— How to complete this task —
Where does the string "blue" appear in the records? Copy each line that holds it.

[Natural-language object grounding data]
________________

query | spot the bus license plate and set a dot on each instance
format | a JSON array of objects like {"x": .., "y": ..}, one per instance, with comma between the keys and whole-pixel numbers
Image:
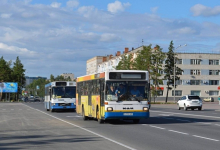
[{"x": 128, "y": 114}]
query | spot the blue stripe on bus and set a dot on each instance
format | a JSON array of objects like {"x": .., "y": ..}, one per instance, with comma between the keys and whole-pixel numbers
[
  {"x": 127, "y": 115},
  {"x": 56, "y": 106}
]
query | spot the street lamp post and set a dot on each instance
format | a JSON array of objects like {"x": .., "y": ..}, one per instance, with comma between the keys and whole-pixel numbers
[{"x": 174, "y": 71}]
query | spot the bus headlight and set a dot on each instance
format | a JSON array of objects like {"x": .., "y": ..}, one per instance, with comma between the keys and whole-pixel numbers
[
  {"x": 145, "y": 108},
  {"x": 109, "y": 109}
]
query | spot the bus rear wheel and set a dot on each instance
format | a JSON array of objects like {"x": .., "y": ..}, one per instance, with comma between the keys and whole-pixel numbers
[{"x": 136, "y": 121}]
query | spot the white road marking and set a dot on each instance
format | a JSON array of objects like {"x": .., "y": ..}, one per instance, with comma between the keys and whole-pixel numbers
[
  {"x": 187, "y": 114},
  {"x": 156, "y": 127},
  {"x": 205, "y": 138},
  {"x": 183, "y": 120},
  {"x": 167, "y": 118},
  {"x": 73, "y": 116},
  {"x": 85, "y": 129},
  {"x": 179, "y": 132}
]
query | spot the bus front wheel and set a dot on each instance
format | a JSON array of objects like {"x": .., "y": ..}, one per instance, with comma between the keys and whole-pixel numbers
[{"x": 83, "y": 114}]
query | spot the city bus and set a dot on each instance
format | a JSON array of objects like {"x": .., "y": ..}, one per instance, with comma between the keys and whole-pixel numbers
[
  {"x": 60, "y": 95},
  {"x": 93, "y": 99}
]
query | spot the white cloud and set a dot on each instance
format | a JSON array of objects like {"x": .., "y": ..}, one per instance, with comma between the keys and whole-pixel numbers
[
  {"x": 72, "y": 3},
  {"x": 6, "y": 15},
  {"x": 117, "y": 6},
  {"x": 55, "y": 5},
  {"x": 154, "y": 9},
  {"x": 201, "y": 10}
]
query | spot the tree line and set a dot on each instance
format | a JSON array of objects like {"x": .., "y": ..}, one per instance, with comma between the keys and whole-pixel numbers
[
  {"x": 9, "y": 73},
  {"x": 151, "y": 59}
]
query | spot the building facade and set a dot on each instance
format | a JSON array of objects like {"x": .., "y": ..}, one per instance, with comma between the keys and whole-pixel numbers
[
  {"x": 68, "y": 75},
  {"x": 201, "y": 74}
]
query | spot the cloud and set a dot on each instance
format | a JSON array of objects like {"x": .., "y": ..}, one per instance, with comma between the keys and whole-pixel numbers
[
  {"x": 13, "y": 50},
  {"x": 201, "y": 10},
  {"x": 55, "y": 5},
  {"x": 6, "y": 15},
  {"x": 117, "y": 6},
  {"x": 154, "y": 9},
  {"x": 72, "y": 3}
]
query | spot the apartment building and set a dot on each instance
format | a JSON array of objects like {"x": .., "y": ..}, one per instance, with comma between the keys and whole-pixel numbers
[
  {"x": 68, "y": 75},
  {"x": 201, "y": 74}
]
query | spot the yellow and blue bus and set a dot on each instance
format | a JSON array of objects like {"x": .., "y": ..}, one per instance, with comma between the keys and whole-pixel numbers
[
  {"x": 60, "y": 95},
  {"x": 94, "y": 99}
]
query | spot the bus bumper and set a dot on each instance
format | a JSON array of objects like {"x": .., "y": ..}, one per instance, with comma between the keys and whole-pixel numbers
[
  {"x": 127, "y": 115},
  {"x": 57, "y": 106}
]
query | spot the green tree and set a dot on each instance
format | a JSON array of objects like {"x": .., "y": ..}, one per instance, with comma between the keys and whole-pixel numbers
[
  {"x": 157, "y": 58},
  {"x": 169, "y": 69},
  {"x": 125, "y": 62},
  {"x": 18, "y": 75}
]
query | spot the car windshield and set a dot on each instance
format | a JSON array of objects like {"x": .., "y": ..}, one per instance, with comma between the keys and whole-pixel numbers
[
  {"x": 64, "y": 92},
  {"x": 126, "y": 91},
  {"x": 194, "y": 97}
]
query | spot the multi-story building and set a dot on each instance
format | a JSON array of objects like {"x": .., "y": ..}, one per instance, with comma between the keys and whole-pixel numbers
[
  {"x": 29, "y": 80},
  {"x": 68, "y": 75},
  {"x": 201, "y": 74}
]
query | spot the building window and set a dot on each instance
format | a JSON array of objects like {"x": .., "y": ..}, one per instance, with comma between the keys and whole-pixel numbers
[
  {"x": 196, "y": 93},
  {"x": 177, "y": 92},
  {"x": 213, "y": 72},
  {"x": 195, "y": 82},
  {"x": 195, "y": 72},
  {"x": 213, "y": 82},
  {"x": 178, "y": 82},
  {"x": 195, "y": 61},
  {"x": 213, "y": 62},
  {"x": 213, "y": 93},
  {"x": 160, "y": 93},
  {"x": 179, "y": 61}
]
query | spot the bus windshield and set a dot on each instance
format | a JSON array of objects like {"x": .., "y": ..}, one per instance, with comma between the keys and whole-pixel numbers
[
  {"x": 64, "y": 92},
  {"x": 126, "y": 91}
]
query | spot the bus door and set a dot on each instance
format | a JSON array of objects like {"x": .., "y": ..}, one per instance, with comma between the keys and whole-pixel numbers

________________

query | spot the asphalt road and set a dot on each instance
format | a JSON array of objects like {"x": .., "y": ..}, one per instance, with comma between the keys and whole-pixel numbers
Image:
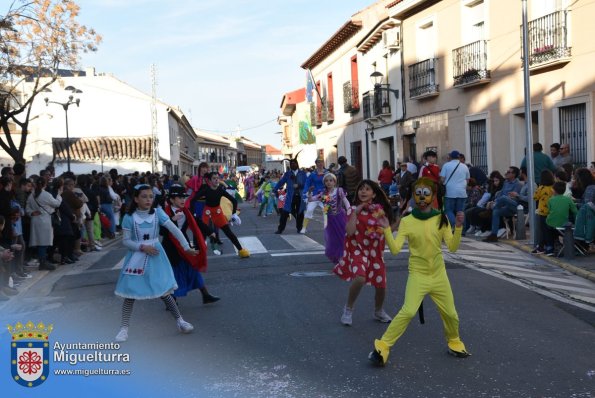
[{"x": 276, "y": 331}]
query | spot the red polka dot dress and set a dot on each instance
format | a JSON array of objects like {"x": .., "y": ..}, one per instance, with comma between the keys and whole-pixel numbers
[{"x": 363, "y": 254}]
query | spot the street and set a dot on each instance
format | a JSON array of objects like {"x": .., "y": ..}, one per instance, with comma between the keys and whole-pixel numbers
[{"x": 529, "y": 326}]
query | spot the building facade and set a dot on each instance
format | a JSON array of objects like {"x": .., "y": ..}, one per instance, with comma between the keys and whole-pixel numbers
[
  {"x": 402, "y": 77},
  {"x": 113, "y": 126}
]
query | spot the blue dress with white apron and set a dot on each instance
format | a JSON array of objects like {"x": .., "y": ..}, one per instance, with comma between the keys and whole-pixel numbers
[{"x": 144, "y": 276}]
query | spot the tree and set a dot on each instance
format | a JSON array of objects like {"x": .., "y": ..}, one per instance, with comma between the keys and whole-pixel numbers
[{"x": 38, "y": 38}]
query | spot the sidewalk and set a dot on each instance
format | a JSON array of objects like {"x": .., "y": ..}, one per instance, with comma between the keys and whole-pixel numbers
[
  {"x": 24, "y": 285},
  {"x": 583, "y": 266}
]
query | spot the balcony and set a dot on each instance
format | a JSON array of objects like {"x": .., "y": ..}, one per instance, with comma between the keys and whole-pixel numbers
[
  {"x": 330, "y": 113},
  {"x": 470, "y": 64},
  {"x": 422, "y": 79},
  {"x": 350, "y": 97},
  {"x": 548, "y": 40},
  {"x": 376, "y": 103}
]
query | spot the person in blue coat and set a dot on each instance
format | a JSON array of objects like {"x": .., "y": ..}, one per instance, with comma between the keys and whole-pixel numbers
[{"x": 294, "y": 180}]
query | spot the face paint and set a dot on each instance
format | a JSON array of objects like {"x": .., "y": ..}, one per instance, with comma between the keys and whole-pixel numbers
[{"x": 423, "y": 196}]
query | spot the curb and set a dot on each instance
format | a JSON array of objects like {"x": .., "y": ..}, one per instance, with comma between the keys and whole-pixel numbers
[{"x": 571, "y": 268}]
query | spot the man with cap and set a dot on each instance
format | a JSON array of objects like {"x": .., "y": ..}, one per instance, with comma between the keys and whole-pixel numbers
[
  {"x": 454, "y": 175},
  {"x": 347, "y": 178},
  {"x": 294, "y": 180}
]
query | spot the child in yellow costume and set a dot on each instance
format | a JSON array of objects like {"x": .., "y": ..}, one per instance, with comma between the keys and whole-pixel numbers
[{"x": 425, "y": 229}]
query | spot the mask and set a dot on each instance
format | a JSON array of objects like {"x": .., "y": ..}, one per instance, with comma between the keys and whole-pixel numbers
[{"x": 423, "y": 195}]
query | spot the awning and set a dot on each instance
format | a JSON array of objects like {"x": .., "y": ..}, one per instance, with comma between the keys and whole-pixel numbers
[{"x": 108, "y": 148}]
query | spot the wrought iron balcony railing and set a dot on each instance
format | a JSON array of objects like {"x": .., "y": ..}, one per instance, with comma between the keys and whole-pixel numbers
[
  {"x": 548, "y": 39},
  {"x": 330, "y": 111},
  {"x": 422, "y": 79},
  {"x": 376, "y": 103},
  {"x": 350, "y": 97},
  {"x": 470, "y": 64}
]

________________

— Response —
query | spot the blue stripe on bus and set a dot on each instance
query | spot the yellow and blue bus and set a dot on each instance
query | spot the blue dress with white apron and set a dot on each instance
query | spot the person in blue coat and set a dot on each instance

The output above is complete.